EXERCISE REQUIREMENTS – Recast every line of the listing below as a Markdown table with the columns "No." and "Text", giving each line a row number and omitting blank lines. Leave the pictures out of the table.

Segmentation labeling entries:
•••••

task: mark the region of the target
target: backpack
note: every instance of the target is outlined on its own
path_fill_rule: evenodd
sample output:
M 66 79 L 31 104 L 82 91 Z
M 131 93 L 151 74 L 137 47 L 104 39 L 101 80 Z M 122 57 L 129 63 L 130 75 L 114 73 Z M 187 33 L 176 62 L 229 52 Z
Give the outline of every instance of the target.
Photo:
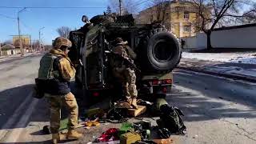
M 170 134 L 185 134 L 186 133 L 186 127 L 181 118 L 181 115 L 184 116 L 182 110 L 178 107 L 165 104 L 161 106 L 160 111 L 160 119 L 157 121 L 160 128 L 158 130 L 160 136 L 170 135 Z M 167 130 L 170 132 L 168 134 L 166 134 Z M 163 132 L 165 134 L 162 134 Z

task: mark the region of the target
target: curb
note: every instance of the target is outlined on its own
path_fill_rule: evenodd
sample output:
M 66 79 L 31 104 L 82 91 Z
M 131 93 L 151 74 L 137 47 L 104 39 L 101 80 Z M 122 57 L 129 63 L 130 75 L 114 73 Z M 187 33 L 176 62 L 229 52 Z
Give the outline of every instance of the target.
M 198 72 L 198 73 L 204 73 L 204 74 L 211 74 L 211 75 L 217 75 L 217 76 L 220 76 L 220 77 L 229 78 L 232 78 L 232 79 L 238 79 L 238 80 L 243 80 L 243 81 L 247 81 L 247 82 L 256 82 L 256 78 L 251 78 L 251 77 L 244 76 L 244 75 L 218 73 L 218 72 L 214 72 L 214 71 L 205 70 L 202 69 L 190 68 L 190 67 L 177 66 L 177 68 L 186 70 L 190 70 L 190 71 L 194 71 L 194 72 Z

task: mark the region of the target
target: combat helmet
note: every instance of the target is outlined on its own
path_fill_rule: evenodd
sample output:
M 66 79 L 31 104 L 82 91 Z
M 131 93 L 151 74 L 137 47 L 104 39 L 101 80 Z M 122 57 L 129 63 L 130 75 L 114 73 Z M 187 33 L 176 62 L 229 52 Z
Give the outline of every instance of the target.
M 59 49 L 62 46 L 70 47 L 72 46 L 72 42 L 68 38 L 63 37 L 58 37 L 55 38 L 53 43 L 54 48 Z

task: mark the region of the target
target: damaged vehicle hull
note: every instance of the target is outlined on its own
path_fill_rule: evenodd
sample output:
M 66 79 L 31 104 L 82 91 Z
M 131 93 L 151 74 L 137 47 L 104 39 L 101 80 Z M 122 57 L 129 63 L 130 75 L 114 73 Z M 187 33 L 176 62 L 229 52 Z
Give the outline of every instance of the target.
M 140 70 L 136 70 L 138 94 L 158 98 L 170 93 L 173 82 L 171 71 L 181 58 L 176 37 L 158 23 L 136 25 L 131 15 L 118 17 L 113 21 L 110 17 L 101 17 L 105 19 L 98 17 L 90 20 L 93 24 L 90 30 L 87 25 L 70 34 L 73 43 L 70 57 L 78 63 L 76 82 L 84 89 L 86 101 L 90 103 L 100 101 L 101 96 L 107 94 L 114 96 L 122 93 L 109 64 L 111 42 L 115 38 L 127 41 L 137 54 L 134 63 Z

•••••

SOLUTION –
| No. | Text |
|---|---|
| 1 | task: mark the region of the target |
| 2 | target: backpack |
| 3 | note: every instance of the target is outlined on its own |
| 4 | path_fill_rule: evenodd |
| 5 | sample output: |
| 6 | M 66 79 L 31 104 L 82 91 Z |
| 7 | M 131 93 L 151 74 L 137 47 L 104 39 L 101 80 Z M 122 57 L 129 63 L 130 75 L 114 73 Z M 187 33 L 176 62 L 229 52 Z |
| 8 | Give the outline of every instance of the target. |
| 9 | Photo: |
| 10 | M 170 134 L 185 134 L 186 133 L 186 127 L 181 118 L 181 115 L 184 116 L 182 110 L 178 107 L 165 104 L 161 106 L 160 111 L 160 119 L 157 121 L 160 128 L 158 130 L 160 136 L 170 135 Z M 167 130 L 170 132 L 168 134 L 166 134 Z M 163 132 L 165 134 L 162 134 Z |
| 11 | task: mark the region of the target |
| 12 | target: curb |
| 13 | note: every instance of the target is outlined on its own |
| 14 | path_fill_rule: evenodd |
| 15 | sample output: |
| 16 | M 66 79 L 31 104 L 82 91 Z |
| 17 | M 131 93 L 151 74 L 137 47 L 104 39 L 101 80 Z M 122 57 L 129 63 L 130 75 L 114 73 Z M 187 33 L 176 62 L 229 52 Z |
| 18 | Give the outline of every instance of the target. |
| 19 | M 198 72 L 198 73 L 204 73 L 204 74 L 211 74 L 211 75 L 217 75 L 217 76 L 220 76 L 220 77 L 229 78 L 232 78 L 232 79 L 238 79 L 238 80 L 243 80 L 243 81 L 247 81 L 247 82 L 256 82 L 256 78 L 251 78 L 251 77 L 244 76 L 244 75 L 218 73 L 218 72 L 214 72 L 214 71 L 205 70 L 202 69 L 190 68 L 190 67 L 177 66 L 177 68 L 186 70 L 190 70 L 190 71 L 194 71 L 194 72 Z |
| 20 | task: mark the region of the target |
| 21 | target: combat helmet |
| 22 | note: every instance of the target is outlined on its own |
| 23 | path_fill_rule: evenodd |
| 24 | sample output: |
| 25 | M 66 79 L 31 104 L 82 91 Z |
| 26 | M 131 93 L 151 74 L 137 47 L 104 39 L 101 80 Z M 122 57 L 129 63 L 130 75 L 114 73 Z M 187 33 L 176 62 L 229 52 Z |
| 27 | Give the outline of every instance of the target. |
| 28 | M 59 49 L 62 46 L 70 47 L 72 46 L 72 42 L 68 38 L 63 37 L 58 37 L 55 38 L 53 43 L 54 48 Z |
| 29 | task: mark the region of the target |
| 30 | target: damaged vehicle hull |
| 31 | note: every instance of the target is outlined on its own |
| 32 | path_fill_rule: evenodd |
| 33 | sample output: |
| 34 | M 66 79 L 31 104 L 82 91 Z |
| 35 | M 131 93 L 151 74 L 137 47 L 104 39 L 101 80 Z M 122 57 L 129 63 L 130 75 L 114 73 Z M 187 33 L 176 62 L 229 52 Z |
| 36 | Give the outline of every instance of the target. |
| 37 | M 140 70 L 136 70 L 138 94 L 158 98 L 170 93 L 173 82 L 171 71 L 181 58 L 176 37 L 158 23 L 136 25 L 131 15 L 118 17 L 113 21 L 110 17 L 101 17 L 105 19 L 98 17 L 90 20 L 93 24 L 90 30 L 87 25 L 70 34 L 73 43 L 70 57 L 78 63 L 76 82 L 84 89 L 86 101 L 90 103 L 100 101 L 101 96 L 107 94 L 114 96 L 122 93 L 109 64 L 111 42 L 115 38 L 127 41 L 137 54 L 134 63 Z |